#### PAGE

India Infoline had issued two different recommendations on Punj Lloyd to its clients on the same day
Have you ever come in contact with someone who advises you to buy and sell the same thing at the same time? No, then welcome to the world of Indian retail brokerages. One such brokerage, India Infoline, has come out with two different reports on Punj Lloyd Ltd on the same day but with opposite recommendations.
Both the reports, whose copies are with Moneylife, were published on 31 May 2010. In one report, India Infoline wanted institutional investors to 'sell' (which according to its recommendation structure meant, "Absolute-stock expected to fall by more than 10% over a 1-year horizon") shares of Punj Lloyd. It also gave a 12-month target price of Rs97 or 29% lower than the current trading price of Rs137 as on 28th May.
On the other hand, India Infoline's second report, issued on the same date and on the same company for its private client group recommended to 'buy' Punj Lloyd shares with a target price of Rs158 as against the closing price at the end of 28th May of Rs137. There was no time frame or limit mentioned for the target price in this report. According to India Infoline's recommendations parameters mentioned in this report, a 'buy' meant absolute return of over +10% (no time frame or limit mentioned).

########

WRITTEN TASKS ▸
a) According to the article on India Infoline's Punj Lloyd reports, on what date were both reports published?
b) List every rupee price figure that appears in the article on India Infoline's Punj Lloyd reports.

#### SOURCE DATA

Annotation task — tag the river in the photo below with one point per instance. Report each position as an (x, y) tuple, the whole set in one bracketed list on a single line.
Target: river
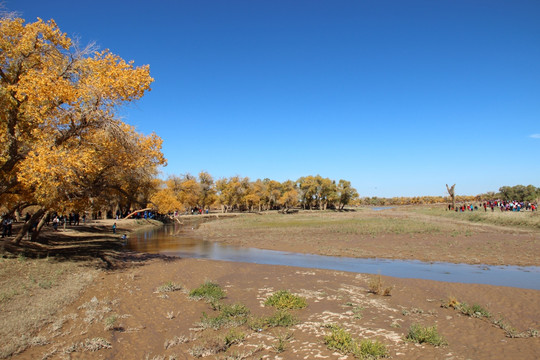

########

SOLUTIONS TO EACH TASK ▸
a) 31 May 2010

b) Rs97, Rs137, Rs158